### ЗАДАНИЯ ДЛЯ ВЫПОЛНЕНИЯ
(A) Ответьте на три вопроса по интервью о манипуляции.
(i) Кем назван герой собеседника в первом вопросе?
(ii) Что, по словам отвечающего, происходит с теми, кто продолжает манипулировать?
(iii) Чему сродни практики НЛП, по мнению отвечающего?
(B) Подхватите интервью о манипуляции и продолжите его начиная с фразы, которая следует за последним приведенным предложением.

### ИЗВЛЕЧЁННЫЙ ТЕКСТ
Ваш герой — гипнотизер и манипулятор. Диктаторы и религиозные лидеры давно и привычно манипулируют массами, но сегодня манипуляция (в виде НЛП и прочих психотехник) стала нормой деловой жизни. Что вы об этом думаете?
Человеку с раннего возраста вообще свойственно манипулировать другими людьми, порой бессознательно. Подрастая, люди, склонные к большей рефлексии, наверное, перестают получать от этого удовольствие и стремятся быть равными себе, а не представлять из себя какой-то иллюзорный фантом. А те, кто продолжает манипулировать, останавливаются в своем развитии и представляют в каком-то смысле ужасающий срез общества. Что касается НЛП, как мне кажется, эти практики стали интересны людям, во многом потому что они сродни фокусам, посредством которых можно быть как бы счастливым, состоятельным, минуя необходимые усилия.Но это тоже своего рода инфантилизм, правильно?

### ИСХОДНЫЕ ДАННЫЕ
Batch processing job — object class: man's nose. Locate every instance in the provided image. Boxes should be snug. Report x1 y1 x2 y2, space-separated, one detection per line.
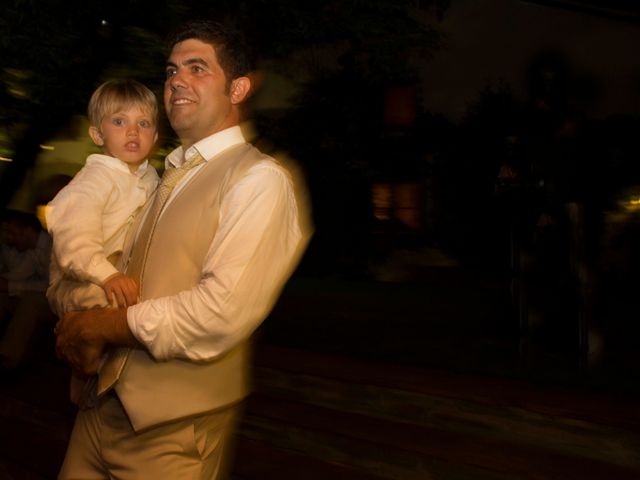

### ОТВЕТЫ ПО ЗАДАНИЯМ
(A)
(i) Гипнотизером и манипулятором.
(ii) Они останавливаются в своем развитии и в каком-то смысле представляют ужасающий срез общества.
(iii) Фокусам, посредством которых можно быть как бы счастливым и состоятельным, минуя необходимые усилия.

(B)
Ну конечно. Любое стремление уйти от ответственности и положенного труда — склонность к инфантилизму. И на примере фильма «Гипноз» мы тоже это можем наблюдать.
Вы возводите страсть вашего героя манипулировать людьми к его детскому опыту?
Да. Мне кажется, мой герой пережил какую-то большую детскую травму, связанную, возможно, с недолюбленностью, и выстроил свою жизнь в таких защитных квадратах, чтобы в дальнейшем его ничто не могло ранить, взрастил в себе, как он считает, некое божественное начало. Он очень верит, что его путь — единственно возможный.
Вы еще говорили, что вас привлекают страхи и темные стороны людской психики. Это тоже причина, по которой вас привлек этот герой?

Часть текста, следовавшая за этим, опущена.